TEXT SECTION:
-- start --

Thursday, September 25, 2003

Ancient Chinese Sail Design -- 2000 Years Old and Still Going Strong (古老中國風帆設計)

Ancient Chinese Sail Design -- 2000 Years Old and Still Going Strong (古老中國風帆設計)

Ancient Chinese Sail Design -- 2000 Years Old and Still Going Strong

The full batten sail is a Chinese invention. No other seafaring civilization has ever created a sail design even remotely similar. Invented over two thousand years ago, the junk rigged full batten sail is a marvel of nautical engineering. Developed as a commercial rig, it was highly efficient and turned a profit for its users, otherwise it would have been quickly abandoned. It made use of inexpensive materials, yet achieved amazing results. A dizzying variety of junk rigs and junk hulls were developed, specifically tailored to different cargo, water and weather conditions. Larger junks are supremely seaworthy and display superb blue water voyaging characteristics. A junk rigged full batten sail is a snap to build, rig, handle, reef, and maintain. It requires no complicated or expensive hardware, such as winches. It imposes exceedingly low stresses on the rigging. It provides a low center of effort and as a result requires less beam width and keel depth.

-- end --

PROBLEM A:
Pull out each line of the records below that contains the string "point", with case counting.

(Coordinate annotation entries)

-- start --

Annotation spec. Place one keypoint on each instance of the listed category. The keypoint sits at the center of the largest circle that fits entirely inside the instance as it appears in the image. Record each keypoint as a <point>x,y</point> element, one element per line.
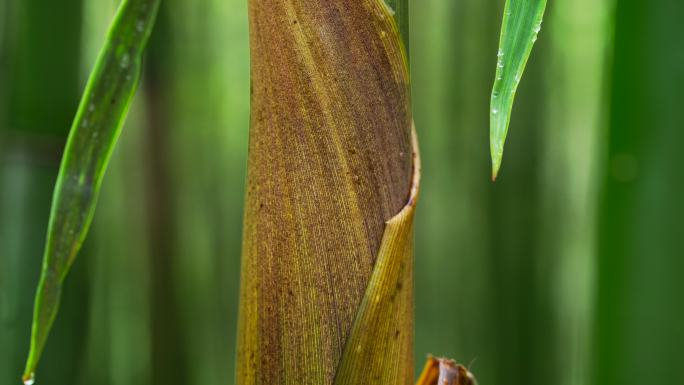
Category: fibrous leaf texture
<point>326,292</point>
<point>521,24</point>
<point>94,133</point>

-- end --

PROBLEM B:
Transcribe the whole text above on ancient Chinese sail design, character for character.

EXERCISE OUTPUT A:
Annotation spec. Place one keypoint on each instance of the listed category. The keypoint sits at the center of the largest circle that fits entirely inside the instance as it appears in the image. Record each keypoint as a <point>x,y</point> element, one element per line.
<point>326,292</point>
<point>521,24</point>
<point>94,133</point>

EXERCISE OUTPUT B:
Thursday, September 25, 2003

Ancient Chinese Sail Design -- 2000 Years Old and Still Going Strong (古老中國風帆設計)

Ancient Chinese Sail Design -- 2000 Years Old and Still Going Strong (古老中國風帆設計)

Ancient Chinese Sail Design -- 2000 Years Old and Still Going Strong

The full batten sail is a Chinese invention. No other seafaring civilization has ever created a sail design even remotely similar. Invented over two thousand years ago, the junk rigged full batten sail is a marvel of nautical engineering. Developed as a commercial rig, it was highly efficient and turned a profit for its users, otherwise it would have been quickly abandoned. It made use of inexpensive materials, yet achieved amazing results. A dizzying variety of junk rigs and junk hulls were developed, specifically tailored to different cargo, water and weather conditions. Larger junks are supremely seaworthy and display superb blue water voyaging characteristics. A junk rigged full batten sail is a snap to build, rig, handle, reef, and maintain. It requires no complicated or expensive hardware, such as winches. It imposes exceedingly low stresses on the rigging. It provides a low center of effort and as a result requires less beam width and keel depth.